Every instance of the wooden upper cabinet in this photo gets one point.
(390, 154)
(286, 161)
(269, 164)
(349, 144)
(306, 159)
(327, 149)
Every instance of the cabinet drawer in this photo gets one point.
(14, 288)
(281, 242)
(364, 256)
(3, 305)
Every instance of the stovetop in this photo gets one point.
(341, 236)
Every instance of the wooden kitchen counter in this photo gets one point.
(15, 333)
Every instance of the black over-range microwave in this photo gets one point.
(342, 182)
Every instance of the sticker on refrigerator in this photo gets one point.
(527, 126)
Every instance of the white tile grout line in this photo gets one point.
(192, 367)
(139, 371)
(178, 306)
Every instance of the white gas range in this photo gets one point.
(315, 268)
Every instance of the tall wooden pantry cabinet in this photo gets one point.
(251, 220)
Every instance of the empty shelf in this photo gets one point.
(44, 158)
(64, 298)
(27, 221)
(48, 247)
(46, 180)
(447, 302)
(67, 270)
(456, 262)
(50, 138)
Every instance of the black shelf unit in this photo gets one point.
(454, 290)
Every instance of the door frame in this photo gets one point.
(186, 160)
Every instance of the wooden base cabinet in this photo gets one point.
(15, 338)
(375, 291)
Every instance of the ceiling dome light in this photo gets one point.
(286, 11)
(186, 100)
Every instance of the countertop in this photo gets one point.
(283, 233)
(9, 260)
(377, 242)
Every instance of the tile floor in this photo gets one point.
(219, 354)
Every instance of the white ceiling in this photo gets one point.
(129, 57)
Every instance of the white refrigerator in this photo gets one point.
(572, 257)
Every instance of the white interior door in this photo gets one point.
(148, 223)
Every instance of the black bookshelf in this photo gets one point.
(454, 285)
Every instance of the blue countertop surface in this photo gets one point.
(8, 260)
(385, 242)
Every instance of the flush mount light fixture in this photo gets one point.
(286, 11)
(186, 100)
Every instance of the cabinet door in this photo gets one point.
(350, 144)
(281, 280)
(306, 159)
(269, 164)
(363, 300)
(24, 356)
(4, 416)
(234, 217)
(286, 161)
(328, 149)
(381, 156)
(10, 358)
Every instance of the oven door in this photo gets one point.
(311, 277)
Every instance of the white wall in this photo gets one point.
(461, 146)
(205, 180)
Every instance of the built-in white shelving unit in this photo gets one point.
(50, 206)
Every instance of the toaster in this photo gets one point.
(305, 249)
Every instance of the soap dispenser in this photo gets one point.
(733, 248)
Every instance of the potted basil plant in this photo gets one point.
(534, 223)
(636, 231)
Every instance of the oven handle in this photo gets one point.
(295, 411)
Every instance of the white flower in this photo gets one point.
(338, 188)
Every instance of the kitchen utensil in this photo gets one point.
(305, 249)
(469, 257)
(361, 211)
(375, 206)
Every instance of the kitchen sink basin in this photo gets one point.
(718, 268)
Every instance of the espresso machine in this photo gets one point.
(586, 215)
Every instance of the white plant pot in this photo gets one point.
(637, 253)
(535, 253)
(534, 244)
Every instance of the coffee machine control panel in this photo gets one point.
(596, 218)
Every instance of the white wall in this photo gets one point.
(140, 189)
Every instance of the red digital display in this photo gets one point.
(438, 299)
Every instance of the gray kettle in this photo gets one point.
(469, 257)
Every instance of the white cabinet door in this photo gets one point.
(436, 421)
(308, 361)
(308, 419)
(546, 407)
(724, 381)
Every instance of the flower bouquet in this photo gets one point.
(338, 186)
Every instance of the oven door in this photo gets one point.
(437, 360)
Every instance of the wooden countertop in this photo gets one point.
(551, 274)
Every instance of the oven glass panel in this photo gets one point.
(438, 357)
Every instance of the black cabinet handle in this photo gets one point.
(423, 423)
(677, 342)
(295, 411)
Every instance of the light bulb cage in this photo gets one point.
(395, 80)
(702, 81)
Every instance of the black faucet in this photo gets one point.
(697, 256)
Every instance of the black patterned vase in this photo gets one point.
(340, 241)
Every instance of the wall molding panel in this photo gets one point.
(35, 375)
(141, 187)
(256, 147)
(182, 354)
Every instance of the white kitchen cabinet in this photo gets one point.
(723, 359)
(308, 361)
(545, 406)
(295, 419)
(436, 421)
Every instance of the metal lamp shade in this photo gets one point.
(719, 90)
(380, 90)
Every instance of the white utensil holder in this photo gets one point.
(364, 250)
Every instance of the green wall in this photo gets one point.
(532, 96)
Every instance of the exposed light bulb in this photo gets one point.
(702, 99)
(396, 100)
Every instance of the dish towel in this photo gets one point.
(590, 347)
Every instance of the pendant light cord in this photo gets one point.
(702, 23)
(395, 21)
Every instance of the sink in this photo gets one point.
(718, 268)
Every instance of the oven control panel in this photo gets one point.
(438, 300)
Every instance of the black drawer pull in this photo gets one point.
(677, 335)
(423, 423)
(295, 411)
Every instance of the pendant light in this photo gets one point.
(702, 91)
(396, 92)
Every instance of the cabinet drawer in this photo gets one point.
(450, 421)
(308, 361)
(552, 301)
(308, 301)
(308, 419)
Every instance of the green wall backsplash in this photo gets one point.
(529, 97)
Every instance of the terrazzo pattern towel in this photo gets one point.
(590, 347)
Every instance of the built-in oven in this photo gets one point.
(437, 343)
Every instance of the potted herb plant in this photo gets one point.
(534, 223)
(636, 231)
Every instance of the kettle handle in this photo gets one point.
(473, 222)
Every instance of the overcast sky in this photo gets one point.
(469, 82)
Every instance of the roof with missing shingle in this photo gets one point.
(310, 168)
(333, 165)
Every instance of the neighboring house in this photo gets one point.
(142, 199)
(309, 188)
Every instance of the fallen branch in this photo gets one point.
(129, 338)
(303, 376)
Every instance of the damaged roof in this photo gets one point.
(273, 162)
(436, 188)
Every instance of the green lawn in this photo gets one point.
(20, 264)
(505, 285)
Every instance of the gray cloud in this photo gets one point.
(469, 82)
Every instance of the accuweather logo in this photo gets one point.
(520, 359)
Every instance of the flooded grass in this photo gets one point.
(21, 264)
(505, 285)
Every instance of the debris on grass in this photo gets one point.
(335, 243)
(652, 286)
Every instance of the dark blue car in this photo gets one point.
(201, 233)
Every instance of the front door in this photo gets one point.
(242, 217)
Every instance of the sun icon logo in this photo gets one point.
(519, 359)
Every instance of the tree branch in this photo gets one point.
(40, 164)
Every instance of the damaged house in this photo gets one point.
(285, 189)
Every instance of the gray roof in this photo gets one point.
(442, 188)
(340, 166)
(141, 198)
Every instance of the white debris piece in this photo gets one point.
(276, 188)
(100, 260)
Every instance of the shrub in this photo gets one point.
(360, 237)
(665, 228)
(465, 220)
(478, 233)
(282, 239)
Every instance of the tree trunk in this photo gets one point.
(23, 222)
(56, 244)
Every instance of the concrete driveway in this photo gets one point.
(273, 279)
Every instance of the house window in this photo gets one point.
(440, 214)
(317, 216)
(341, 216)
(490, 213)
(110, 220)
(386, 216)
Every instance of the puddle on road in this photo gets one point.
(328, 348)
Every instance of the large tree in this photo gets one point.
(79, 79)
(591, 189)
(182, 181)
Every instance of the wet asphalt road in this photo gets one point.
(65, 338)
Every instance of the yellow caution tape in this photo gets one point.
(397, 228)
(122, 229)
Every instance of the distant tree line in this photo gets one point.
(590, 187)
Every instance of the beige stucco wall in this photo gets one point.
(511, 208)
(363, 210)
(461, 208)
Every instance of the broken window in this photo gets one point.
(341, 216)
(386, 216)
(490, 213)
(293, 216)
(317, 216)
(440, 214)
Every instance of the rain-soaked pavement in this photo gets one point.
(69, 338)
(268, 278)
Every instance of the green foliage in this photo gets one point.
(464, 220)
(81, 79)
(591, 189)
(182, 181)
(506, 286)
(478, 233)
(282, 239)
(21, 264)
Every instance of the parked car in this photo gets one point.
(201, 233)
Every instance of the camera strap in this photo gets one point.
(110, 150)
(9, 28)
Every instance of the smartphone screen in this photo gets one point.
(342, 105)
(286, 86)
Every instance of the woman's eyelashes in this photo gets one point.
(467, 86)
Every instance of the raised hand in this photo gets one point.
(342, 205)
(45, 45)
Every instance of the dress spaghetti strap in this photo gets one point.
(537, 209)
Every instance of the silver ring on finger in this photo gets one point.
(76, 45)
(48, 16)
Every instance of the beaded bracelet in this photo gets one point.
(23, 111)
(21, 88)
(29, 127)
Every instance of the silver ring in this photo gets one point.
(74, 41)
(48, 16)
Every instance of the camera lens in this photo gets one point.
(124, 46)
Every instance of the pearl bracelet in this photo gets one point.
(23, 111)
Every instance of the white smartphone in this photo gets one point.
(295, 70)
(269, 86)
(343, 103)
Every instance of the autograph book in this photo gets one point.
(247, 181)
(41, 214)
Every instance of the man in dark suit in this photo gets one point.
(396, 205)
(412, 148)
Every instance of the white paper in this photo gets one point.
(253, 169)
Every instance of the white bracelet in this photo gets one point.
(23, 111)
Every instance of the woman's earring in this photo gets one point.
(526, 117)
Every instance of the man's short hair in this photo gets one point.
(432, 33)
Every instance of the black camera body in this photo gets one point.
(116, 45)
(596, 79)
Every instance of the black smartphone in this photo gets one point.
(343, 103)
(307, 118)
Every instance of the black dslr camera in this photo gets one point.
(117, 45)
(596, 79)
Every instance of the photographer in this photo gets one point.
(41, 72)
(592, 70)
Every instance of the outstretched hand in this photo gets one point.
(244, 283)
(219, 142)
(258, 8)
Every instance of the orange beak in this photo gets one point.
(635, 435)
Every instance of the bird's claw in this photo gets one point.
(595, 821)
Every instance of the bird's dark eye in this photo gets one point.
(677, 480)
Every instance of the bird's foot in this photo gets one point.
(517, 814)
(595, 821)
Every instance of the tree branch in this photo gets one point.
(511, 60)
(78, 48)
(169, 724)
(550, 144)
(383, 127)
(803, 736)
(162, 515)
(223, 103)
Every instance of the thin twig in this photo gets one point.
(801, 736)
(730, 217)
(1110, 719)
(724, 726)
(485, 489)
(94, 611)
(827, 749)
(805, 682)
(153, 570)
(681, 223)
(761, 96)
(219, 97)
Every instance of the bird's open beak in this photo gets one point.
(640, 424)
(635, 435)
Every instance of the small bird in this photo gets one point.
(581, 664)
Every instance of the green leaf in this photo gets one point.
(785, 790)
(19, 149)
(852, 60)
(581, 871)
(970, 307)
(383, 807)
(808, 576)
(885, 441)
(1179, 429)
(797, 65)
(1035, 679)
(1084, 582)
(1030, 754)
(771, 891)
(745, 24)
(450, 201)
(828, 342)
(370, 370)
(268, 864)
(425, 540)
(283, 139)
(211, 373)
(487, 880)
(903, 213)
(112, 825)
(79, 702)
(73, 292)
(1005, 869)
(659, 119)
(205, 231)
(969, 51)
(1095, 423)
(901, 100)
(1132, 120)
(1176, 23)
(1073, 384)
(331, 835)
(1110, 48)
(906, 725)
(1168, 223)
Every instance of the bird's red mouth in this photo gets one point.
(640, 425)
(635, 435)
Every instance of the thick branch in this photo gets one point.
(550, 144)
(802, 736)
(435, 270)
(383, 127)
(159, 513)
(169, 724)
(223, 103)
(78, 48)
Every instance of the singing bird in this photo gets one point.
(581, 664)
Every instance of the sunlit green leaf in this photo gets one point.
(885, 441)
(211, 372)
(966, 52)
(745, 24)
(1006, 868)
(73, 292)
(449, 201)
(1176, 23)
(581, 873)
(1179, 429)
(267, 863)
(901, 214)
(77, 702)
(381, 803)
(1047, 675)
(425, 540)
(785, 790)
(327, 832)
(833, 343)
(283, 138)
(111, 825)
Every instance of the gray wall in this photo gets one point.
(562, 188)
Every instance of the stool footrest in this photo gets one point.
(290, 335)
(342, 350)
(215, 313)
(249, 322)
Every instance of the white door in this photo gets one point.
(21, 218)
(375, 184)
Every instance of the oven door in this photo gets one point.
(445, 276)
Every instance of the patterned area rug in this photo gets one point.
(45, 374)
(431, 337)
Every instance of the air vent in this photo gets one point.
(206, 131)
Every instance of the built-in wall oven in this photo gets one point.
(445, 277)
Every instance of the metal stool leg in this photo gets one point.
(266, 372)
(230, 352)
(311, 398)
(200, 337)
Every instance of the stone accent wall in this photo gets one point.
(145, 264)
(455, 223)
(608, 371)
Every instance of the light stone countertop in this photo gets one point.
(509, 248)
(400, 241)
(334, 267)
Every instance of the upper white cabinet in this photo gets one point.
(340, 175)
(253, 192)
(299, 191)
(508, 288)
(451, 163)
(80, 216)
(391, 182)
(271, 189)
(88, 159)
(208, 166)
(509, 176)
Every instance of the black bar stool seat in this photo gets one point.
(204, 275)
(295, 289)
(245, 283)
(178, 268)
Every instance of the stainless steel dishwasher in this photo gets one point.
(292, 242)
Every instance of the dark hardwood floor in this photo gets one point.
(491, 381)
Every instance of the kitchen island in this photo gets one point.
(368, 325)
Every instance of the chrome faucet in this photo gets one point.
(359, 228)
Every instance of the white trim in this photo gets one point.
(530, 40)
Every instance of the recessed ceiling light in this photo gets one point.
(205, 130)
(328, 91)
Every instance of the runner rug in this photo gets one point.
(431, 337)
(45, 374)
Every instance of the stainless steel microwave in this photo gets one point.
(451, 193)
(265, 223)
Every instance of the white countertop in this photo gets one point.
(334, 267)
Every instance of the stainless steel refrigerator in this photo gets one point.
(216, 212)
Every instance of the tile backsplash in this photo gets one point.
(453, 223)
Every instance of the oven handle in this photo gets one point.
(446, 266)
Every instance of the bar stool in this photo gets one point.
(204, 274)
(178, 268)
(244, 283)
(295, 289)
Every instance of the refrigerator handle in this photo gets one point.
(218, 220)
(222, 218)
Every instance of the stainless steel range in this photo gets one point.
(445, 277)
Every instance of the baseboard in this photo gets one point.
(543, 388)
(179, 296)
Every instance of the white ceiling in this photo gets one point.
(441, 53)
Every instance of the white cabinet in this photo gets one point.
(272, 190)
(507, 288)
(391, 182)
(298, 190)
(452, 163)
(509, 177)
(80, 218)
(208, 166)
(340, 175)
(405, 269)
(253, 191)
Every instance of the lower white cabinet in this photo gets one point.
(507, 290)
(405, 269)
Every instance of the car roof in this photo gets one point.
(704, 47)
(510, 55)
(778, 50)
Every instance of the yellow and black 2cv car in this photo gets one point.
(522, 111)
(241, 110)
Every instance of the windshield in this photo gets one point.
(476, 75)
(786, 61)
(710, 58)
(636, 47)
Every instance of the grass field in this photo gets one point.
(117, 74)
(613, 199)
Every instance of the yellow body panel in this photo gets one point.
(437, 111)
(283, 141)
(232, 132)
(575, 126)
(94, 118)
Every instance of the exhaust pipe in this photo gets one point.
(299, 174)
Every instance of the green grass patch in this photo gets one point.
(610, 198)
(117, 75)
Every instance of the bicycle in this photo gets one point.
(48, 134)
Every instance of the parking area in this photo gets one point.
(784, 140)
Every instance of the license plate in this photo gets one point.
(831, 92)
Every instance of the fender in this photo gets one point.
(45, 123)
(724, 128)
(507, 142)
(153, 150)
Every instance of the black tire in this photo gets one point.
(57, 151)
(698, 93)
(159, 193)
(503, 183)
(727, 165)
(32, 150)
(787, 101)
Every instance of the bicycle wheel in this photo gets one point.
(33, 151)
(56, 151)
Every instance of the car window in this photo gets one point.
----------------------------------------
What to produce: Only the lines from the one that contains "Every instance of the exhaust" through the last line should be repeated, each exactly as it stands, with both ends included.

Output below:
Every instance of the exhaust pipe in this photo gets one point.
(299, 174)
Every instance of the green grass patch in this photo gets one point.
(610, 198)
(117, 75)
Every instance of the bicycle in this photo gets one point.
(48, 134)
Every instance of the parking area in this photo gets one point.
(784, 140)
Every instance of the license plate in this photo gets one point.
(831, 92)
Every instance of the fender in this photo gets one point.
(45, 123)
(724, 128)
(507, 142)
(153, 150)
Every instance of the black tire in this photo gets one point.
(57, 151)
(698, 93)
(159, 193)
(503, 183)
(727, 165)
(32, 150)
(787, 101)
Every instance of the bicycle wheel in this photo gets one point.
(33, 151)
(56, 151)
Every instance of the car window in this photo gets one point.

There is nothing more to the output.